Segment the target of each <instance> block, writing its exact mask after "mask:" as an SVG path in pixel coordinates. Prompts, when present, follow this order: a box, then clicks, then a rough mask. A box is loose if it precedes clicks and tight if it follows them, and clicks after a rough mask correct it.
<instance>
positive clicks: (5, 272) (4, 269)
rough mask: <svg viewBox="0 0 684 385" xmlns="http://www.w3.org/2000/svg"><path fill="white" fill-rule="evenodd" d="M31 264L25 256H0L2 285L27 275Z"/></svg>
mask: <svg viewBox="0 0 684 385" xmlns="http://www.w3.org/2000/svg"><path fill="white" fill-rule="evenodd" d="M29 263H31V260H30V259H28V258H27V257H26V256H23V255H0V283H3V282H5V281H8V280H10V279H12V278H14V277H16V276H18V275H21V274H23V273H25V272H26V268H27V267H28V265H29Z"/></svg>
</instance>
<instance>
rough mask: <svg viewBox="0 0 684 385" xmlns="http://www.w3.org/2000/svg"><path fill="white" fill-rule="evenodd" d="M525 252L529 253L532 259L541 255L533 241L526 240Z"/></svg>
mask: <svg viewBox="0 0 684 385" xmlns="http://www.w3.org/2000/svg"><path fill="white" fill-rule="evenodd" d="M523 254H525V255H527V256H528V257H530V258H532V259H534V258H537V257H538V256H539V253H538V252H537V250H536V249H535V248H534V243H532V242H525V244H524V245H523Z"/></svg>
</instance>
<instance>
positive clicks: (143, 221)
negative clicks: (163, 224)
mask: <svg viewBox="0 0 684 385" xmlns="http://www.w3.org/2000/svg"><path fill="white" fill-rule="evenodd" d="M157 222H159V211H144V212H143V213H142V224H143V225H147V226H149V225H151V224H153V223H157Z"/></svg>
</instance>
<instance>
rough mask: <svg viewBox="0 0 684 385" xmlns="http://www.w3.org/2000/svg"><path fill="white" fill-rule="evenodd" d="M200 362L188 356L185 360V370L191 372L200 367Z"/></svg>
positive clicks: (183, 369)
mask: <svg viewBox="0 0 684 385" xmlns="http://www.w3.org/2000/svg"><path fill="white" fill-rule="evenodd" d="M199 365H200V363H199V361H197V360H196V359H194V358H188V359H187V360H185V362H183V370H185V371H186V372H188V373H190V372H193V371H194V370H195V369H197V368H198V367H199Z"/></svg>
---------------
Write out the material above exactly, leaving out no line.

> **Written response**:
Segment the target of each <instance> block, writing its exact mask after "mask:" as an SVG path in pixel coordinates. Prompts, when present, follow this order: a box, then clicks, then a rough mask. A box is loose if it precedes clicks and tight if it follows them, and clicks after a rough mask correct it.
<instance>
positive clicks: (5, 272) (4, 269)
rough mask: <svg viewBox="0 0 684 385" xmlns="http://www.w3.org/2000/svg"><path fill="white" fill-rule="evenodd" d="M31 264L25 256H0L2 285L27 275Z"/></svg>
mask: <svg viewBox="0 0 684 385" xmlns="http://www.w3.org/2000/svg"><path fill="white" fill-rule="evenodd" d="M29 263H31V260H30V259H28V258H27V257H26V256H23V255H0V283H3V282H5V281H8V280H10V279H12V278H14V277H16V276H18V275H21V274H23V273H25V272H26V268H27V267H28V265H29Z"/></svg>
</instance>
<instance>
rough mask: <svg viewBox="0 0 684 385" xmlns="http://www.w3.org/2000/svg"><path fill="white" fill-rule="evenodd" d="M525 252L529 253L532 259L541 255L533 241L526 240Z"/></svg>
mask: <svg viewBox="0 0 684 385" xmlns="http://www.w3.org/2000/svg"><path fill="white" fill-rule="evenodd" d="M523 254H525V255H527V256H528V257H530V258H532V259H534V258H537V257H538V256H539V253H538V252H537V250H536V249H535V248H534V243H532V242H525V244H524V245H523Z"/></svg>
</instance>
<instance>
positive clicks: (143, 221)
negative clicks: (163, 224)
mask: <svg viewBox="0 0 684 385" xmlns="http://www.w3.org/2000/svg"><path fill="white" fill-rule="evenodd" d="M157 222H159V211H144V212H143V213H142V224H143V225H147V226H149V225H151V224H153V223H157Z"/></svg>
</instance>
<instance>
rough mask: <svg viewBox="0 0 684 385" xmlns="http://www.w3.org/2000/svg"><path fill="white" fill-rule="evenodd" d="M200 362L188 356L185 360V370L191 372L200 367Z"/></svg>
positive clicks: (183, 369)
mask: <svg viewBox="0 0 684 385" xmlns="http://www.w3.org/2000/svg"><path fill="white" fill-rule="evenodd" d="M199 365H200V363H199V361H197V360H196V359H194V358H188V359H187V360H185V362H183V370H185V371H186V372H188V373H190V372H193V371H194V370H195V369H197V368H198V367H199Z"/></svg>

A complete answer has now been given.